REQUIRED TASK — Rescale the lines starting with the one that contains "of the deep" and going on through the one that contains "x=230 y=178", and write out only those lines again, requests included. Multiply every x and y coordinate in the answers by 1.65, rounding to whole numbers with halves going up, and keep the requests unchanged.

DATA PROVIDED —
**********
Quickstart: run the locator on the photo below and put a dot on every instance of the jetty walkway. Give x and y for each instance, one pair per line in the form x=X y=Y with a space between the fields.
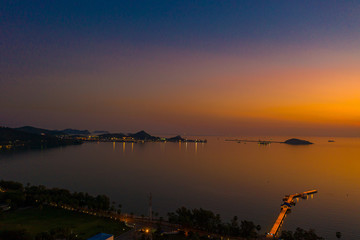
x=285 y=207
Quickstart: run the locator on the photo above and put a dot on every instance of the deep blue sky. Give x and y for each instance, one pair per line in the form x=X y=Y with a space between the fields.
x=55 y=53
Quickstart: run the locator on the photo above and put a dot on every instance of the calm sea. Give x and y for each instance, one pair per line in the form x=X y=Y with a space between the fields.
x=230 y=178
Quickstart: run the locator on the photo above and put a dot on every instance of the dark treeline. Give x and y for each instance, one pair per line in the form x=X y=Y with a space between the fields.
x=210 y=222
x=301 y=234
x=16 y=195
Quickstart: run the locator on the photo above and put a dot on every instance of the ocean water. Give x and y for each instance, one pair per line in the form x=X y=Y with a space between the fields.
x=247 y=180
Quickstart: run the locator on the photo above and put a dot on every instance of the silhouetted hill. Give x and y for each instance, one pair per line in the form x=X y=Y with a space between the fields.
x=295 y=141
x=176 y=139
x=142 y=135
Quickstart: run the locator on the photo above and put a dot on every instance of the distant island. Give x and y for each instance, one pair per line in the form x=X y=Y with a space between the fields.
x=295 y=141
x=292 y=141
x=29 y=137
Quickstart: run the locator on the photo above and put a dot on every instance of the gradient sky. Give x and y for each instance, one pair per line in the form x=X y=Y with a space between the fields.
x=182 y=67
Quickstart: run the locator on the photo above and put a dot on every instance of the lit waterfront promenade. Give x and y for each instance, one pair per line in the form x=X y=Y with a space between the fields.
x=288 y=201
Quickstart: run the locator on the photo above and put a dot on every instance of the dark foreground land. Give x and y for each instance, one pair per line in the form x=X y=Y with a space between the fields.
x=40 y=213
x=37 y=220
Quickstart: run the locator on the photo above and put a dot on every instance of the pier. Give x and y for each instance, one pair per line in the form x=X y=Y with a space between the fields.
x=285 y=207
**********
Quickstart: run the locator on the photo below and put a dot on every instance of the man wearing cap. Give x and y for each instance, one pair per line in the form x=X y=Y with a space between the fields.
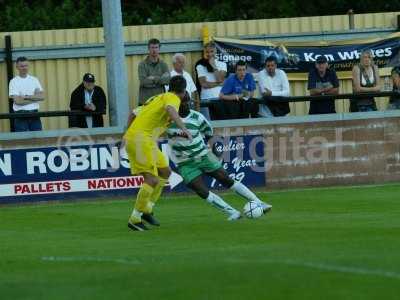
**********
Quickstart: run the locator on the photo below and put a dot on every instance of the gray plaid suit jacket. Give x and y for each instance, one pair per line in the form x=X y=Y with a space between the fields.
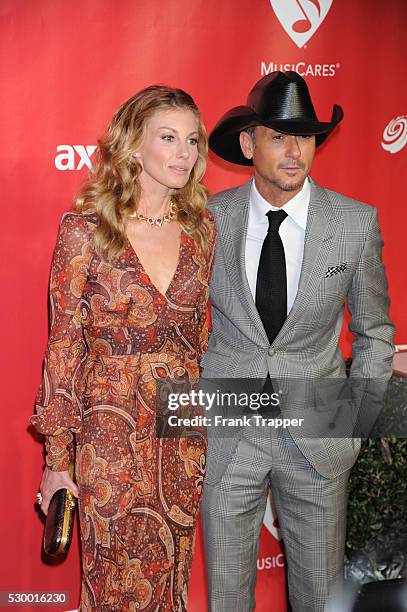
**********
FULL ANSWER —
Quickstart: run the locator on the photo above and put a dot on every instance of the deep blue sky. Give x and y for each instance, one pair per line in the form x=X y=Y with a space between the fields.
x=91 y=87
Quickstart: run the locator on the photo above and put a dot on every instance of the calm sea. Give x and y for each instance, one pair per line in the form x=X y=Y with a space between the fields.
x=380 y=294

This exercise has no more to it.